▶ [Trecho do documento]
——
Mês passado, o festival, em sua versão instrumental, chegou a Imperatriz, com atrações como Bixiga 70, Guitarrada das Manas, Camarones Orquestra Guitarrística e Manoel Cordeiro, entre outros; em 2017 o BR-135 teve pela primeira vez uma versão instrumental e este ano foi a primeira vez que o festival saiu de São Luís.

Um dos destaques entre as atrações da edição deste ano é a cantora Céu, cuja última apresentação em São Luís aconteceu justamente em 2014, no Teatro Arthur Azevedo, na programação do Festival BR-135.

Apká!. Capa. Reprodução
Apká!. Capa. Reprodução

A paulista lançou recentemente seu mais novo disco, Apká! [Urban Jungle/ Slap, 2019] base do repertório do show que apresenta na ilha, dia 30/11, às 23h, na Praça Maria Aragão. No mesmo dia, às 14h30, ela participa da programação do Conecta Música, em bate-papo mediado pela jornalista Andréa Oliveira, sobre “Mulher, criação musical e maternidade”, na Sala Japiaçu (Grand São Luís Hotel, Praça Pedro II, Centro). Toda a programação é gratuita.

Por e-mail, Céu conversou com exclusividade com Homem de vícios antigos.

Retrato: Fábio Audi/ Divulgação
Retrato: Fábio Audi/ Divulgação

Homem de vícios antigos – Qual a expectativa em voltar ao BR-135 em São Luís? Quais as suas lembranças do show anterior e da cidade?
Céu – Muita alegria em voltar pra São Luís, em reviver o festival, em poder dividir com essa terra linda meu som novo. É um lugar de muitas belezas, muita história, muita musicalidade, e que infelizmente eu vou menos do que gostaria.

Apká é uma expressão de surpresa usada por seu filho, mas bem poderia ser um termo indígena. Seu disco foi apontado como político, ao lado dos lançamentos de Chico César [O amor é um ato revolucionário, 2019] e Siba [Coruja muda, 2019]. Parece impossível não ser político no Brasil de 2019, não é? Como você tem acompanhado esse cenário, de avanço da extrema direita e sucessivos golpes, não apenas no Brasil?
——
▶ [Exercício 1]
Reproduza a parte do trecho sobre o Festival BR-135 situada entre "Apká é uma expressão" e "apenas no Brasil?", inclusive.
▶ [Exercício 2]
Responda, com base no trecho sobre o Festival BR-135, às perguntas a seguir:
(a) A que cidade o festival chegou no mês passado, em sua versão instrumental?
(b) Em que teatro ocorreu a última apresentação de Céu em São Luís, em 2014?
(c) Quem faz a mediação do bate-papo de Céu na programação do Conecta Música?
▶ [Exercício 3]
Dê prosseguimento ao trecho sobre o Festival BR-135 a partir do ponto em que ele termina.
——
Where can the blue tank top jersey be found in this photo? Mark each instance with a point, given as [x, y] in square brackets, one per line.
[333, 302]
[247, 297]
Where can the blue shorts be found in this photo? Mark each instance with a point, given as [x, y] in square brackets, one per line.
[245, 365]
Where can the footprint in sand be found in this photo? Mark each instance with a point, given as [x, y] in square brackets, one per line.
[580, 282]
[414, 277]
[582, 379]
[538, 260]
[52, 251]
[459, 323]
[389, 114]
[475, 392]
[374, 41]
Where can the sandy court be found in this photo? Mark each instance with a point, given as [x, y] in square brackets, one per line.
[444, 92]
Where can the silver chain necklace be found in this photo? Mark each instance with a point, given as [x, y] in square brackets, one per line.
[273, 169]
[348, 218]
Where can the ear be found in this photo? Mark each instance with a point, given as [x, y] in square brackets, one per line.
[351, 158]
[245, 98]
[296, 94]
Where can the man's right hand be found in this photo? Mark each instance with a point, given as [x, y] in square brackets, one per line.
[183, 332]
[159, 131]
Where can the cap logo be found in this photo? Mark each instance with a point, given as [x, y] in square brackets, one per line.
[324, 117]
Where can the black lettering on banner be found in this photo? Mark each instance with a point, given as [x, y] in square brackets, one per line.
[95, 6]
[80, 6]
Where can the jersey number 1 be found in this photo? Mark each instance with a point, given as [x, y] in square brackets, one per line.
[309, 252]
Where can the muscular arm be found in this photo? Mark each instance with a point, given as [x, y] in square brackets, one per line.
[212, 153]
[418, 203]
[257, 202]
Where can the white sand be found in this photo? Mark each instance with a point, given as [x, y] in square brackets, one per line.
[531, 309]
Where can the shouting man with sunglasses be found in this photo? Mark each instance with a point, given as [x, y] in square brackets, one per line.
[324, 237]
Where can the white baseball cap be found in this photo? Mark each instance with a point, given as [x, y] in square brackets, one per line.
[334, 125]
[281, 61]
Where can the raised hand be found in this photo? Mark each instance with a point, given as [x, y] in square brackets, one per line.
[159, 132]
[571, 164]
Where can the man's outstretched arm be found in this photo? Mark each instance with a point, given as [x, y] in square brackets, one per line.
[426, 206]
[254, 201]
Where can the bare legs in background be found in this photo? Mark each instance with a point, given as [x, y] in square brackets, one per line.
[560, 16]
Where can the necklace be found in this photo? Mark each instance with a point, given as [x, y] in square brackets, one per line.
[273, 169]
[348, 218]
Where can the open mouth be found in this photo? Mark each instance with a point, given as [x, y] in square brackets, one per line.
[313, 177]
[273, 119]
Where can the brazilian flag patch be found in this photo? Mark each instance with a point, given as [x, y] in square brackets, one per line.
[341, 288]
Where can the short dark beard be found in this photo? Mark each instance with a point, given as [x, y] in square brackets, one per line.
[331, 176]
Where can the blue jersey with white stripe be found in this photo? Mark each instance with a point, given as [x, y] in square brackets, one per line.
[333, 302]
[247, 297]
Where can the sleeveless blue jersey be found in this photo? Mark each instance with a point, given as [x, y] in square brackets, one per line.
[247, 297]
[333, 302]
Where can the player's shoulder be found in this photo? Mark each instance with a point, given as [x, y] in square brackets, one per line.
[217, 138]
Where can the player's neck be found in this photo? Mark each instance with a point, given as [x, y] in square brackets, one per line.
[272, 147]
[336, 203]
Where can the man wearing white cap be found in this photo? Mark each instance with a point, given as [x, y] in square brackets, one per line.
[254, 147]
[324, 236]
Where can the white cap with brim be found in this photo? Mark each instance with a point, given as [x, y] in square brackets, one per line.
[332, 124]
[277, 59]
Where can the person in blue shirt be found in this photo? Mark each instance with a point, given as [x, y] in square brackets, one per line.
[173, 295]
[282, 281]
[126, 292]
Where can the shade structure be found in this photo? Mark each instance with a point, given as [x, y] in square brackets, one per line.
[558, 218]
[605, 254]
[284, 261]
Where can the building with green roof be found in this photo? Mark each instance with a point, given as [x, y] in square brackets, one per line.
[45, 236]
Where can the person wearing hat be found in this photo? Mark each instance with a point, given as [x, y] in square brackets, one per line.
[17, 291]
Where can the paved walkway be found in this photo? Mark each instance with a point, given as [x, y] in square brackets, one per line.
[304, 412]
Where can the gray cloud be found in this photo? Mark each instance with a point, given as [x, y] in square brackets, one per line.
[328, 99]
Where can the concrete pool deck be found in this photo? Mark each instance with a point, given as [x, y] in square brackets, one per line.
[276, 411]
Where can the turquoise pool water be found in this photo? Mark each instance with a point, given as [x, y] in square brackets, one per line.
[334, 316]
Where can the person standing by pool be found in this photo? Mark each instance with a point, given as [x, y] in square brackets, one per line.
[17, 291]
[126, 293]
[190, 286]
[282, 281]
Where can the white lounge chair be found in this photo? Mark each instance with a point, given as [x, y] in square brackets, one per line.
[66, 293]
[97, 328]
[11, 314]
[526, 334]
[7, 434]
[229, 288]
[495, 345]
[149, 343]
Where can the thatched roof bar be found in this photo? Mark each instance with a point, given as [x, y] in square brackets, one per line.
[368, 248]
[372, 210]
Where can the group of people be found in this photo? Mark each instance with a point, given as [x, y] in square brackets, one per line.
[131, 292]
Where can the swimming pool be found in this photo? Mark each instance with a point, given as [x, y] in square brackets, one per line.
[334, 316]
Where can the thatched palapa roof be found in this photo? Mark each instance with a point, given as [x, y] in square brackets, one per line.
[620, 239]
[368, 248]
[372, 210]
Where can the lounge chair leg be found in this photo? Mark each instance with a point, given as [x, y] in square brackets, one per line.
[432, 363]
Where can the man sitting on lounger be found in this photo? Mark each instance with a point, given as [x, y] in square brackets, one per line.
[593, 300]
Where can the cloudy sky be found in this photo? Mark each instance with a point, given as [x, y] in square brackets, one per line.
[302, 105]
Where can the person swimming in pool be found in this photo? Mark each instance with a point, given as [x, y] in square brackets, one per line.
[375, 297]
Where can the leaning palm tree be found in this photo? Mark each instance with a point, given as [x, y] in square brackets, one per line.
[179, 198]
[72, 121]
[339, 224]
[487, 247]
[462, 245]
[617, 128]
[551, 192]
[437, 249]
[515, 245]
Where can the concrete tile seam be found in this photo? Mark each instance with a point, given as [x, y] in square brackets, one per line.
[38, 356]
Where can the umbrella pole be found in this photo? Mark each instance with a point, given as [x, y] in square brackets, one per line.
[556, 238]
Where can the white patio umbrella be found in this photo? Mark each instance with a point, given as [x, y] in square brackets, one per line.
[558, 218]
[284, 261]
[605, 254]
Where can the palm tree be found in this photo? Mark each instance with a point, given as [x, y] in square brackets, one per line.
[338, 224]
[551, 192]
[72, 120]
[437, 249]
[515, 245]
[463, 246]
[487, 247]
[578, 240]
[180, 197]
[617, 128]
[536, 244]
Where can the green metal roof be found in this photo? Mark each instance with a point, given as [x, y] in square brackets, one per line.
——
▶ [Resposta escrita 1]
Apká é uma expressão de surpresa usada por seu filho, mas bem poderia ser um termo indígena. Seu disco foi apontado como político, ao lado dos lançamentos de Chico César [O amor é um ato revolucionário, 2019] e Siba [Coruja muda, 2019]. Parece impossível não ser político no Brasil de 2019, não é? Como você tem acompanhado esse cenário, de avanço da extrema direita e sucessivos golpes, não apenas no Brasil?

▶ [Resposta escrita 2]
(a) Imperatriz.
(b) No Teatro Arthur Azevedo.
(c) A jornalista Andréa Oliveira.

▶ [Resposta escrita 3]
E parece que é mesmo, descobri depois de já ter decidido que seria esse o título do meu álbum. Apká foi também apontada como uma palavra tupi, algo como “cadeira sagrada”, mas essa informação não me veio de forma muito segura, não tenho como certificar… Mas achei muito bonito. De qualquer maneira, foi um ano muito intenso, na verdade desde um tempo já as coisas estão caminhando para esse caos. Mas acredito que para acontecer uma revolução profunda, pilares muito estruturais precisam ser rompidos. E portanto o estrondo será enorme. Assistiremos e seremos parte mesmo de uma guerra anunciada, fruto de anos de descaso, corrupção, poder, descuido com tudo, com nós mesmos, com o meio ambiente, enfim. É grave. Mas mesmo assim sou uma otimista, acredito numa geração mais consciente.

O show no festival será baseado no repertório de Apká! ou um passeio por sucessos? O que o público ludovicense pode esperar?
Será um show bem quente, passeando bastante pelo disco novo mas sem deixar de lado canções dos outros também… Devo cantar um reggaezinho a mais… Afinal, né?

Seu disco novo mantém a parceria com Herve Salters [tecladista, compositor, cantor e produtor francês do General Elektriks] e Pupilo [ex-Nação Zumbi, baterista, marido de Céu]. Quais as principais aproximações e distanciamentos você apontaria entre Apká! e Tropix, sendo que aquele não é uma continuação deste?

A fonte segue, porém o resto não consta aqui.